═════ Text section

Portability	portable
Stability	experimental
Safe Haskell	None

Network.Api.Arxiv

Contents

Request
Expression Example
Queries
Response
A complete Example using http-conduit

Description

The ArXiv API is split in two parts: Request and Response. The Request part contains a simple language to define queries, a query parser and some helpers to navigate through the results of a mutlipage query (which, in fact, induces a new query).

The Response part contains an API to access the fields of the result based on TagSoup.

This library does not contain functions to actually execute and manage http requests. It is intended to be used with existing http libraries such as http-conduit. An example how to use the ArXiv library with http-conduit is included in this documentation.

Synopsis

Request

Requests are URL parameters, either "search_query" or "id_list". This module provides functions to build and parse these parameters, to create the full request string and to navigate through a multi-page request with a maximum number of items per page.

For details of the Arxiv request format, please refer to the Arxiv documentation.

baseUrl :: String Source

The Arxiv base URL "arxiv.org"

apiUrl :: String Source

The Arxiv API URL "export.arxiv.org/api"

apiQuery :: String Source

The query string ("search_query=" or "id_list=")

data Field Source

Field data type; a field consist of a field identifier (author, title, etc.) and a list of search terms.

Constructors

Ti [Term]	Title
Au [Term]	Author
Abs [Term]	Abstract
Co [Term]	Comment
Jr [Term]	Journal
Cat [Term]	Category
Rn [Term]	Report Number
Id [Term]	Article identifier
All [Term]	Any of the above

Instances

Eq Field
Show Field

data Expression Source

Expression data type. An expression is either a field or a logical connection of two expressions using the basic operators AND, OR and ANDNOT.

Constructors

Exp Field	Just a field
And Expression Expression	Logical "and"
Or Expression Expression	Logical "or"
AndNot Expression Expression	Logical "and . not"

══════════
═════ Recorded data

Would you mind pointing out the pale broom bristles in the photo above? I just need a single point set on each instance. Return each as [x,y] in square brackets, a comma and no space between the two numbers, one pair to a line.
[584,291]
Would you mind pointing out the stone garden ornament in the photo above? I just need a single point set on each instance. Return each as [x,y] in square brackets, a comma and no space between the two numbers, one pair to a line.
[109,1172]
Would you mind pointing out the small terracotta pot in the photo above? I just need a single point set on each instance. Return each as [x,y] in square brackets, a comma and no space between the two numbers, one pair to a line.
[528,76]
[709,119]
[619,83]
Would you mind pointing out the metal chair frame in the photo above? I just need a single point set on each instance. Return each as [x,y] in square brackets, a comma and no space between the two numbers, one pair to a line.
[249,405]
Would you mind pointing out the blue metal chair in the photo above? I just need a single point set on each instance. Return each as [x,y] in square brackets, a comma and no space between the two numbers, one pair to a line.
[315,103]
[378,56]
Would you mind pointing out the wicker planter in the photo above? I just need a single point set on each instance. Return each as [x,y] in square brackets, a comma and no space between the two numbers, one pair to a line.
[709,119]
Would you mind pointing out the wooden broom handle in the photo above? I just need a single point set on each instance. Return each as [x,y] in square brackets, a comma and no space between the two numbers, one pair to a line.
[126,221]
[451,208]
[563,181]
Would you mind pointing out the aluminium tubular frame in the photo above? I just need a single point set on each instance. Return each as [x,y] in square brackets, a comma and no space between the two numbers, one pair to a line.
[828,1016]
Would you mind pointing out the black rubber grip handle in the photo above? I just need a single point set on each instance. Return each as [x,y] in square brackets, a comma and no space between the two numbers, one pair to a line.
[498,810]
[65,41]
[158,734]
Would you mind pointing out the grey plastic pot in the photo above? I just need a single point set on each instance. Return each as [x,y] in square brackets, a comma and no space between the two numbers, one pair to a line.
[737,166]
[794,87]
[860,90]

══════════

# Complete the following
A. Please retype the part of the ArXiv API documentation that begins at the words "The Arxiv base" and stops after "of search terms.".
B. Decide whether each statement agrees with the ArXiv API documentation, giving yes or no and quoting the deciding words: (i) The library includes functions to execute and manage http requests. (ii) The Arxiv API URL is "export.arxiv.org/api". (iii) An expression can join two expressions with an XOR operator.

# Solved problems
A.
The Arxiv base URL "arxiv.org"

apiUrl :: String Source

The Arxiv API URL "export.arxiv.org/api"

apiQuery :: String Source

The query string ("search_query=" or "id_list=")

data Field Source

Field data type; a field consist of a field identifier (author, title, etc.) and a list of search terms.

B.
(i) No: "This library does not contain functions to actually execute and manage http requests."
(ii) Yes: "The Arxiv API URL "export.arxiv.org/api""
(iii) No: "a logical connection of two expressions using the basic operators AND, OR and ANDNOT."